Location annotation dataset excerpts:
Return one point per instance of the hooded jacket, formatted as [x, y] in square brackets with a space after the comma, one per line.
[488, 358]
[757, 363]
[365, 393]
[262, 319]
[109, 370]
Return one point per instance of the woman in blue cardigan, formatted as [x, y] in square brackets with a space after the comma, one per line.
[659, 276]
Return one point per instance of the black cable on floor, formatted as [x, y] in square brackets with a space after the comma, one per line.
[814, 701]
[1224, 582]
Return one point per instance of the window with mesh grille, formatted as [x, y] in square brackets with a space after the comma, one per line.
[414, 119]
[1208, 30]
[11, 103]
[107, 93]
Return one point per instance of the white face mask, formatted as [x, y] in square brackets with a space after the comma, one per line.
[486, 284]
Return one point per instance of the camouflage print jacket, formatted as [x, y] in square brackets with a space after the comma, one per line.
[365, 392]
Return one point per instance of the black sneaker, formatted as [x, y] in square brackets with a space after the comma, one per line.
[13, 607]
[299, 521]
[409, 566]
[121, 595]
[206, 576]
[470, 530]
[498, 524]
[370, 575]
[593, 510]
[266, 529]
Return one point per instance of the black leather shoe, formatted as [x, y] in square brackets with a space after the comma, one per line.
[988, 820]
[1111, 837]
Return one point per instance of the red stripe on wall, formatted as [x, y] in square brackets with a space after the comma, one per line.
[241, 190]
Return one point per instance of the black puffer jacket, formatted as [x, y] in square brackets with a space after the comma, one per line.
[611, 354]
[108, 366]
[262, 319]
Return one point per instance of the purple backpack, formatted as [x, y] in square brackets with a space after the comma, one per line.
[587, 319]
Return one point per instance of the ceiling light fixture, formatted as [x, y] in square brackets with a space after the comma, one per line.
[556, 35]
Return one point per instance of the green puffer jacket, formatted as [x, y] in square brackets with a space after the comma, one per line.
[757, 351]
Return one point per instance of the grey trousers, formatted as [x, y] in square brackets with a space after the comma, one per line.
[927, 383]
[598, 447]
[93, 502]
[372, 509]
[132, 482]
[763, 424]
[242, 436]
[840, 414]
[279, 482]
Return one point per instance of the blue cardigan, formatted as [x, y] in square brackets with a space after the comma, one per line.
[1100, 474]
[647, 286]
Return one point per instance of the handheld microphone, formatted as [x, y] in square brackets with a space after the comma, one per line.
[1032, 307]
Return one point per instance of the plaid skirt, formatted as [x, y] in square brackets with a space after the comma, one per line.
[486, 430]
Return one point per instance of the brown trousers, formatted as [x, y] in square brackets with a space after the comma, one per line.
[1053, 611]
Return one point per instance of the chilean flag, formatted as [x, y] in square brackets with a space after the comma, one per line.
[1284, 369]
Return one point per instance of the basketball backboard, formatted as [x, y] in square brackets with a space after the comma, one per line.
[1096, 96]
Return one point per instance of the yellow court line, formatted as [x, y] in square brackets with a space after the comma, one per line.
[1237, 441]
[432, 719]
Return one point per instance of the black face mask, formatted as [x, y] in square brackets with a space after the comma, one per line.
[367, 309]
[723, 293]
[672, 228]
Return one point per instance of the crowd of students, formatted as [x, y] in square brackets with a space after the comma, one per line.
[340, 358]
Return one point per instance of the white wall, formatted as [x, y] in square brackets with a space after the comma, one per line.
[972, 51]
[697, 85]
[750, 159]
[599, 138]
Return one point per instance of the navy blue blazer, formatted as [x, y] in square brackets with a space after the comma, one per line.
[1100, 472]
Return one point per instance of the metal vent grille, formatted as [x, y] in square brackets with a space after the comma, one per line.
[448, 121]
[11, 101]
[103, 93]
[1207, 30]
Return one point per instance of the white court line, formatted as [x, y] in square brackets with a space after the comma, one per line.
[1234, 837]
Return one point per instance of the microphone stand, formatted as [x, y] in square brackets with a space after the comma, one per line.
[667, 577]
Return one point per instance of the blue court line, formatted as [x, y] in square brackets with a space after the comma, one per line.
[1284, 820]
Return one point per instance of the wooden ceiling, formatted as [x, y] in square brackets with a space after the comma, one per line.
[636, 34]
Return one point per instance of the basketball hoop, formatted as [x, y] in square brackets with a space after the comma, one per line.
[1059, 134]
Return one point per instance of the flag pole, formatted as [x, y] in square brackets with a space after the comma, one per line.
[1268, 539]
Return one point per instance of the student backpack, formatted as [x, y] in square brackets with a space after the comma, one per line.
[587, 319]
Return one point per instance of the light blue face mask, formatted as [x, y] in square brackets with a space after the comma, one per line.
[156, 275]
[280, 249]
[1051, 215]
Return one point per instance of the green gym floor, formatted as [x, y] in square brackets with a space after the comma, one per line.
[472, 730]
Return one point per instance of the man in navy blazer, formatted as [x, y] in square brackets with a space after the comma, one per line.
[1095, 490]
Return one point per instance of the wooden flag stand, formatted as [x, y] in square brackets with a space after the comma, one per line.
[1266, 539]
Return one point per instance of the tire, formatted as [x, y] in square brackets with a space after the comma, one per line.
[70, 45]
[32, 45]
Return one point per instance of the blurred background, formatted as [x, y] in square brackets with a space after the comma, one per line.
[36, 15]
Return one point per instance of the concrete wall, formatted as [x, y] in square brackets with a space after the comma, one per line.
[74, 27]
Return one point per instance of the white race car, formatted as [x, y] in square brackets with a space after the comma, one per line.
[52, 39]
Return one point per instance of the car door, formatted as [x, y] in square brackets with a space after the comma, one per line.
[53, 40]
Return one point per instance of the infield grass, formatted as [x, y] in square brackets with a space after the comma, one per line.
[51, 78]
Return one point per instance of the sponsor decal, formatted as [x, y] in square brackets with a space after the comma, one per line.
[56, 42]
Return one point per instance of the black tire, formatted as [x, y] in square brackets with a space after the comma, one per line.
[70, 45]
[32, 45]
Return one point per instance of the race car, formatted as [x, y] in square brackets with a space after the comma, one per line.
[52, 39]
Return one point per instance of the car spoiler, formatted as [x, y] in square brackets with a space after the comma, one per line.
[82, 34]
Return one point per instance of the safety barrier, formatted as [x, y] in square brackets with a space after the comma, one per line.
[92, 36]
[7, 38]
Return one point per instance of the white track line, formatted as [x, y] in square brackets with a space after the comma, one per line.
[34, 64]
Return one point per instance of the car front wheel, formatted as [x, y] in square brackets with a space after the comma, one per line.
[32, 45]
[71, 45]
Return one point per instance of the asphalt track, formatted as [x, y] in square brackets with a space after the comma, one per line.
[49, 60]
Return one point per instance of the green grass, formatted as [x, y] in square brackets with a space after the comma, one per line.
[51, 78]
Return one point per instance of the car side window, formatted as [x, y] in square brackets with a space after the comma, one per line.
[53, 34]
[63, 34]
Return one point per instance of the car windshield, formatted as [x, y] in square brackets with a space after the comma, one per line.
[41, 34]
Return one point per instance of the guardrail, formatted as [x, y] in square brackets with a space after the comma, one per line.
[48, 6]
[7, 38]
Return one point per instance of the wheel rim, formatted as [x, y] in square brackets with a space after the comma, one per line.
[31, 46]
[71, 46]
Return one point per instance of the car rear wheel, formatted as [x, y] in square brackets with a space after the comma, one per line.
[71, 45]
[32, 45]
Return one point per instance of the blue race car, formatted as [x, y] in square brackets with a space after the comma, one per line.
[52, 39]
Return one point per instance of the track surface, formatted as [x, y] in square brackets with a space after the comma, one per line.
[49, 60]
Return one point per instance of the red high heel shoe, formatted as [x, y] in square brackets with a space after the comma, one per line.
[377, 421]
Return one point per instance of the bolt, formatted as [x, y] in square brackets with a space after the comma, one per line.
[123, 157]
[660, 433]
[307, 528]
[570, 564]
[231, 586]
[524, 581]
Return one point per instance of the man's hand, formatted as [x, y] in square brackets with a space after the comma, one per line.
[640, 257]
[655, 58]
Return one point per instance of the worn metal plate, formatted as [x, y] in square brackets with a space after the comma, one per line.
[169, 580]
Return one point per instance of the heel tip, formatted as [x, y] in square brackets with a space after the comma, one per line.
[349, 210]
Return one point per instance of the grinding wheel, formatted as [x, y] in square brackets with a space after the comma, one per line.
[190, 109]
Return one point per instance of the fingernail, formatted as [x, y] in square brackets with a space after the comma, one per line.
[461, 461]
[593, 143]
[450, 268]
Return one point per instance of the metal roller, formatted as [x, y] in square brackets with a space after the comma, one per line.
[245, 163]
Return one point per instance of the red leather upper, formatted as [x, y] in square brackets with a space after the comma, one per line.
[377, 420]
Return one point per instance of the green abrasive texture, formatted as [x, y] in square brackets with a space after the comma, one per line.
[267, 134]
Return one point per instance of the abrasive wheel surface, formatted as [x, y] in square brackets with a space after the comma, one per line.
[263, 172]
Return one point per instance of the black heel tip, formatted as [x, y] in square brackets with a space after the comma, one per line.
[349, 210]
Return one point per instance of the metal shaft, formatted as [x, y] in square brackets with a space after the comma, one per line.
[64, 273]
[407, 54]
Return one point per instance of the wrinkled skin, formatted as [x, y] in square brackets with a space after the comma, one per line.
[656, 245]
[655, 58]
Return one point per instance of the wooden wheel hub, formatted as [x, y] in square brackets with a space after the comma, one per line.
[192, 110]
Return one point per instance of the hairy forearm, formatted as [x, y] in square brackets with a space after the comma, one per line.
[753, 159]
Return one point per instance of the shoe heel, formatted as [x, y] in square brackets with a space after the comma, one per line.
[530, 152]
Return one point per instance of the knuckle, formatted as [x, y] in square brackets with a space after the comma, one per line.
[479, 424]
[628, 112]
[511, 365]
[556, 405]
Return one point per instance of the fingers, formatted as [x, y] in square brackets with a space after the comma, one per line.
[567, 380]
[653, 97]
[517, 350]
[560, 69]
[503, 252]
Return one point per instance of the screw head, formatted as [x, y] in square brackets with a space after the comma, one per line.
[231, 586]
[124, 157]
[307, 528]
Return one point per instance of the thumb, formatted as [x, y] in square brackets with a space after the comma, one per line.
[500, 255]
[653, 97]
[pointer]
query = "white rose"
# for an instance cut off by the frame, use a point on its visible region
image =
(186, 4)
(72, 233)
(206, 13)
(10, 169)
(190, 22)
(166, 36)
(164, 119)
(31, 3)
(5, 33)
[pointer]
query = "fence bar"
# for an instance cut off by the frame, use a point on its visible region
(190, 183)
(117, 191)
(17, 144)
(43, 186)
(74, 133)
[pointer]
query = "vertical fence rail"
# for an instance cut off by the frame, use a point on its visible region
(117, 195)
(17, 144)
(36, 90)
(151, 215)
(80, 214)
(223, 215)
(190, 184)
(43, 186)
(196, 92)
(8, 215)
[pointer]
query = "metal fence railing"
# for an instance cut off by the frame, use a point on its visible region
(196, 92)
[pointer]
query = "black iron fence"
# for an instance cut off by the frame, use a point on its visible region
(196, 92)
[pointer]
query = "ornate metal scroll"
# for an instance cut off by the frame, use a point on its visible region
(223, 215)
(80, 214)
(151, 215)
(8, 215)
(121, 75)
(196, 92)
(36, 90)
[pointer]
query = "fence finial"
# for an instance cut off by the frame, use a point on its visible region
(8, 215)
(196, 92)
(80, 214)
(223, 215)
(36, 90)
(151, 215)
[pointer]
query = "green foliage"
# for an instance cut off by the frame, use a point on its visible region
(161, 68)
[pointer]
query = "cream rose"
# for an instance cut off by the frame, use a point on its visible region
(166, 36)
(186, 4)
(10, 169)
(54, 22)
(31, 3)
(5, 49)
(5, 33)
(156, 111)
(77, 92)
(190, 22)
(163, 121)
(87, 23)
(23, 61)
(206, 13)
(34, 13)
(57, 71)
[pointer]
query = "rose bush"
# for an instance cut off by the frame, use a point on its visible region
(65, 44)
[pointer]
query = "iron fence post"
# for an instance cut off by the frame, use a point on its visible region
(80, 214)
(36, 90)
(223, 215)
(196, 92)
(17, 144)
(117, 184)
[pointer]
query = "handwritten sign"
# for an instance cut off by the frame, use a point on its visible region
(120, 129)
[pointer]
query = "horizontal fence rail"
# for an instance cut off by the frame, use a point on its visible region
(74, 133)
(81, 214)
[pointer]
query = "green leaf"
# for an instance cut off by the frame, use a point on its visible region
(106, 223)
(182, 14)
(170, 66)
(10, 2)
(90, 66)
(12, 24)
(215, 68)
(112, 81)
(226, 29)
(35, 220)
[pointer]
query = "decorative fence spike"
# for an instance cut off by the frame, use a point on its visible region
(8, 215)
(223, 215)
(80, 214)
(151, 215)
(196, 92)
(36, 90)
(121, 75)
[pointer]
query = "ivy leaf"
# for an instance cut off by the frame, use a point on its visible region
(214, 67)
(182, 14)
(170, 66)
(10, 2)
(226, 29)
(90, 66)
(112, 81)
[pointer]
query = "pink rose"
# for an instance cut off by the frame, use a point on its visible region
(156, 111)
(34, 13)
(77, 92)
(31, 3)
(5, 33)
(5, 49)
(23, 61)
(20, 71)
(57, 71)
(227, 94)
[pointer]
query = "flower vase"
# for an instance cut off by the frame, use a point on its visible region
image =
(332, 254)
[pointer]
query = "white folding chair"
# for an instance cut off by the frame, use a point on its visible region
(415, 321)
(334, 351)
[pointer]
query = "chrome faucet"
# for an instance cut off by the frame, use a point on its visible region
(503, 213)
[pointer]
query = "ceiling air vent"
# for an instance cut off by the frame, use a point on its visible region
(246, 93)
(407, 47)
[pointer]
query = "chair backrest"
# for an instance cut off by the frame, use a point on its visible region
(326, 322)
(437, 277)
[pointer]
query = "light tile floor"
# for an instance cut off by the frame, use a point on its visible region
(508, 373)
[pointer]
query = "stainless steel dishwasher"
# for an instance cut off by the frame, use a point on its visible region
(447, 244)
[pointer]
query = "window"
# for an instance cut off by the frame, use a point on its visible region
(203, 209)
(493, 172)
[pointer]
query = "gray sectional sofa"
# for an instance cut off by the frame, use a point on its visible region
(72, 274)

▶ [Exercise prompt]
Please report how many lines of the material above contain the string "trousers", treating case as significant, and reply with the number alone.

▶ [Result below]
2